▶ **Your assignment**
Print each entry below precisely as it reads.

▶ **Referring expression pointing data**
►

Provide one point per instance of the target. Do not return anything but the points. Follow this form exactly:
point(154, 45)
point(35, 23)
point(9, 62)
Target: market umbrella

◄

▶ **Task solution**
Provide one point per instance of the target. Do not return anything but the points. Follow this form exactly:
point(154, 45)
point(35, 23)
point(9, 62)
Target: market umbrella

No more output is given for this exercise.